** start PAGE **
Improving clarity and reducing friction in the booking experience

To validate the booking flow and key interaction patterns, I conducted moderated usability testing sessions with 5 participants aged 21–58 who regularly use cultural and event-based mobile applications. Participants were asked to complete core tasks while thinking aloud, allowing me to observe their behavior, identify points of confusion, and uncover friction throughout the booking journey.

The study revealed several usability issues, particularly around navigation, ticket selection, and checkout progression. The following iterations were introduced to improve clarity, reduce cognitive load, and create a more intuitive experience.

Usability study & key findings

01

Navigation hierarchy was unclear

3 out of 5 participants struggled to distinguish between exhibitions and artist-related sections, which caused confusion during navigation.3 out of 5 participants struggled to distinguish between exhibitions and artist-related sections, which caused confusion during navigation.

02

Exhibition preview lacked sufficient context

During testing, several participants hesitated before selecting exhibitions because they felt they did not have enough information to confidently decide which event to explore. To address this, an additional info option was introduced, allowing users to quickly access a short exhibition description without leaving the browsing flow.

03

Homepage contained too much information

Users focused mainly on discovering artworks and exhibitions, while the additional “current exhibitions” section distracted attention from the primary browsing experience.
** end PAGE **
** start DATASET CONTENT **
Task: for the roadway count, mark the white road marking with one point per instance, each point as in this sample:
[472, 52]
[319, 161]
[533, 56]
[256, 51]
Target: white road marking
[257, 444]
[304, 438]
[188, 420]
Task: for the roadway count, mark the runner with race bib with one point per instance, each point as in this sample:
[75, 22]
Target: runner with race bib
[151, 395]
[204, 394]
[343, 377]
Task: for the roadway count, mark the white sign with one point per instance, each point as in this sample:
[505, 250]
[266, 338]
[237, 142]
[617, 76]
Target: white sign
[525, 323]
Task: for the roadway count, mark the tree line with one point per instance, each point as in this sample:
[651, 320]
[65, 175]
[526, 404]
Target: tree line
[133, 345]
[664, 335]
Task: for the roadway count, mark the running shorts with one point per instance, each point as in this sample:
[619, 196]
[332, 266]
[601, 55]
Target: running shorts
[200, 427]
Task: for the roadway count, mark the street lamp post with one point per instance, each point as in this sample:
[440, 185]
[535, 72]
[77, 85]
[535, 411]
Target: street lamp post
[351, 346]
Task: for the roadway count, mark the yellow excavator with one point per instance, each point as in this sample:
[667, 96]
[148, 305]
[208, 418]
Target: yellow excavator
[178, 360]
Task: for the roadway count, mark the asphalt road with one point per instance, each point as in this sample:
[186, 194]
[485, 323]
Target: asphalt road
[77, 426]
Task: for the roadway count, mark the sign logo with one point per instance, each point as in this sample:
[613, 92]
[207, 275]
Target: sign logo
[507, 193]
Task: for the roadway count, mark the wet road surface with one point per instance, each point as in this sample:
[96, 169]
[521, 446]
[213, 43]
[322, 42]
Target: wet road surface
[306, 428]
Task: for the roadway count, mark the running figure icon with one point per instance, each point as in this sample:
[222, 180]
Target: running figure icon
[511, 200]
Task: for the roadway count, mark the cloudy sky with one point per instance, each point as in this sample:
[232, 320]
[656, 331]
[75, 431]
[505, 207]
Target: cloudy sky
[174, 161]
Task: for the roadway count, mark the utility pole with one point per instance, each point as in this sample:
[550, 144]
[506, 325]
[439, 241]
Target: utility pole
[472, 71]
** end DATASET CONTENT **
**STATED EXERCISE**
Transcribe the booking-experience case study above word for word, starting at the words "During testing, several" and stopping after "the browsing flow.".

**RESULT**
During testing, several participants hesitated before selecting exhibitions because they felt they did not have enough information to confidently decide which event to explore. To address this, an additional info option was introduced, allowing users to quickly access a short exhibition description without leaving the browsing flow.